*Passage*.
* * * * * * *

Eton v Harrow a century ago, after more than a century of exchanges, was at the zenith of its prestige as a fixture. Games drew as many as 20,000 to watch and promenade, transforming the playing field at intervals into a sea of top hats and parasols. As Cricket summed it up in previewing the 1910 match: "Men who have become famous as statesmen, orators, scientists, authors or in some other manner, have done their best for their school at Lord's, and have probably without exception always referred with the pride to the fact that their cricketical skills gained them a place in the XI."
These were, indeed, the sons of the elite, and the future leaders. In the 1910 match were a field-marshal (Harold Alexander), an air vice-marshal (C. H. B. Blount), and an attorney-general (Walter Monckton) in the making, alongside sundry sons of dukes and earls. And it is certainly true in this case that none of the participants ever quite got over the experience. "In the minds even of non-cricketers, the very mention of `Fowler's match' may arouse a faint movement, as of something rare and strange,' said Alexander's biographer Nigel Nicholson in Alex (1973). `To those who took part in it, the memory turns old men into boys."

* * * * * * *

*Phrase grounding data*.

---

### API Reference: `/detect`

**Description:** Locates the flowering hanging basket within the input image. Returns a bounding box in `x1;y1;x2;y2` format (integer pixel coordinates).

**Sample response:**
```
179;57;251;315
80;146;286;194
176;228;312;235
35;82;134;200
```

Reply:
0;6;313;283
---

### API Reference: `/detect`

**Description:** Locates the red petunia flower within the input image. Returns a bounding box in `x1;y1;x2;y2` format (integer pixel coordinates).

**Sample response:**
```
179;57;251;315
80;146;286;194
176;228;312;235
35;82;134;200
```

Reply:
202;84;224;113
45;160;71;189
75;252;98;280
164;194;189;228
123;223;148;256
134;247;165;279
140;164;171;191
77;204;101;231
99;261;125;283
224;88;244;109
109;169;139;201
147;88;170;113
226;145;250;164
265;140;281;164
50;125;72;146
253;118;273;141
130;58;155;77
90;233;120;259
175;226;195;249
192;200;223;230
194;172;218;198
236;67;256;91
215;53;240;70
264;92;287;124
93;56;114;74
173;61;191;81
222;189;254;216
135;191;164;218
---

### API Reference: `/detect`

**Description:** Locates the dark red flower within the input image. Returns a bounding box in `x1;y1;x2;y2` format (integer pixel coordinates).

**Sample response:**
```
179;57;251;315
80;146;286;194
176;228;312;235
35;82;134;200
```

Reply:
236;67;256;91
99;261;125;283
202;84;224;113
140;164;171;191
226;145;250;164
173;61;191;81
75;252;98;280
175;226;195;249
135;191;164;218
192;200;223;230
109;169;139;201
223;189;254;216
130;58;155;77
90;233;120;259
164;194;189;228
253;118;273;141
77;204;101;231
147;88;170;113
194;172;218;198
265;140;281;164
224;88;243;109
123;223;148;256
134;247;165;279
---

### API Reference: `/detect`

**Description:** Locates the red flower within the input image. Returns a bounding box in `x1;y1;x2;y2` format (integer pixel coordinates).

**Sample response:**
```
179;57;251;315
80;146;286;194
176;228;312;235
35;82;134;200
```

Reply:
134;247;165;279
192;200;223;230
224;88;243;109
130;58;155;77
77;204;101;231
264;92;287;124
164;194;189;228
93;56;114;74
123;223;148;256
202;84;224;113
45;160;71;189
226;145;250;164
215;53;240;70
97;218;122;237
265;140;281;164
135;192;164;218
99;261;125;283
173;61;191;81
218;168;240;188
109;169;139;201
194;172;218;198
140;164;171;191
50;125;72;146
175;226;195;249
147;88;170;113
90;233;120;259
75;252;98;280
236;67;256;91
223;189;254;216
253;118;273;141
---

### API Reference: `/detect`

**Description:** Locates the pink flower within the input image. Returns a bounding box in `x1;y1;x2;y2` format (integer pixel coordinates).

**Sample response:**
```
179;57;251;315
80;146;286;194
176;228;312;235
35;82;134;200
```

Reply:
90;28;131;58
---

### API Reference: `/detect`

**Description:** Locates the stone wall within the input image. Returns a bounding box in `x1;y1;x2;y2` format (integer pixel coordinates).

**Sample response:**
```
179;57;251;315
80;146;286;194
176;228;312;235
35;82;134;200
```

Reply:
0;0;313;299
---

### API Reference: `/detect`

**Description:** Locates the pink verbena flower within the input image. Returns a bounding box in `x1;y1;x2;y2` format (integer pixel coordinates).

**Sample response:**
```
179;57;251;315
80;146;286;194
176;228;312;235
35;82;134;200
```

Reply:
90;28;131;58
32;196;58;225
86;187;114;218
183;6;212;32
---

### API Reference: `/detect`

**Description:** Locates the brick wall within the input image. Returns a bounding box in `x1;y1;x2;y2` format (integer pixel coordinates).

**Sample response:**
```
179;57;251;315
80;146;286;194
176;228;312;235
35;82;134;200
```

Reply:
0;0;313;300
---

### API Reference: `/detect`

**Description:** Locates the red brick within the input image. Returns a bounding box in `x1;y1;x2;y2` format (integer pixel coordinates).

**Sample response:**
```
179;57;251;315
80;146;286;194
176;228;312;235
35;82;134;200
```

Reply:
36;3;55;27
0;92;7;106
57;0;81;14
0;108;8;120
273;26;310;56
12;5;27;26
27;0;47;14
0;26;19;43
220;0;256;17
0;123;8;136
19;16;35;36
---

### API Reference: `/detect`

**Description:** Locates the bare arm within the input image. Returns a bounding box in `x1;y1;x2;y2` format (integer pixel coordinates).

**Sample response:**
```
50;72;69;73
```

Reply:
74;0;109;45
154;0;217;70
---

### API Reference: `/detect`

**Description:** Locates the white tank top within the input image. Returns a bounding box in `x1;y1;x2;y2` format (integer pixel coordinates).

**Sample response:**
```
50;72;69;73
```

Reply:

* * * * * * *

*What to do*.
- 1) In the passage on the Eton v Harrow match, make the paragraph beginning "These were, indeed, the sons of the elite" shorter while keeping its main facts.
- 2) Carry on the passage about the Eton v Harrow match from its last sentence.

*Your written answers*.
- 1) The 1910 players were sons of the elite and future leaders. They included a future field-marshal (Harold Alexander), air vice-marshal (C. H. B. Blount) and attorney-general (Walter Monckton), plus sons of dukes and earls. None of them ever quite got over the match. In Alex (1973), Alexander's biographer Nigel Nicholson wrote that even for non-cricketers, "Fowler's match" suggests something rare and strange, and for those who played in it, the memory turns old men into boys.

- 2)
Nineteen-year-old Bob Fowler was at home in this exalted company. Descended from a Protestant clergyman who had settled in Ireland in the 1760s, he was a son of a professional soldier in Enfield, County Meath. The Anglo-Irish aristocracy at the time would no sooner have schooled their offspring at home than belted out a chorus of Sean South of Garryowen. When he brought the fundamentals of cricket home from his prep school, Mr Hawtrey's in Westgate-on-Sea, he practised by bowling interminably at a chalk mark - with a footman to do the retrieving.
At Eton, Fowler came under the influence of his housemaster, the Middlesex amateur Cyril Wells, who turned him into an off-break bowler of formidable accuracy: his 11 for 79 had almost won the annual fixture for Eton in July 1909. A year later, the challenge was steeper. Only one player other than Fowler carried over from the previous game; Harrow had seven veterans of the rivalry. Their splendoured fixture list had also yielded rather different fortunes: Eton had lost to Free Foresters, Authentics and Butterflies; Harrow were unbeaten, having disposed of Free Foresters, Harlequins, Quidnuncs and the Household Brigade, and very pleased about it in a muscular Christian kind of way. English public schools, of course, could be bleak places for the sport intolerant: the young Nehru found Harrow "a small and restricted place" where boys talked of nothing but cricket. To be fair, though, they had a good deal to be excited about, two Old Harrovians, F. S. Jackson and Archie MacLaren, having led England in the preceding five years.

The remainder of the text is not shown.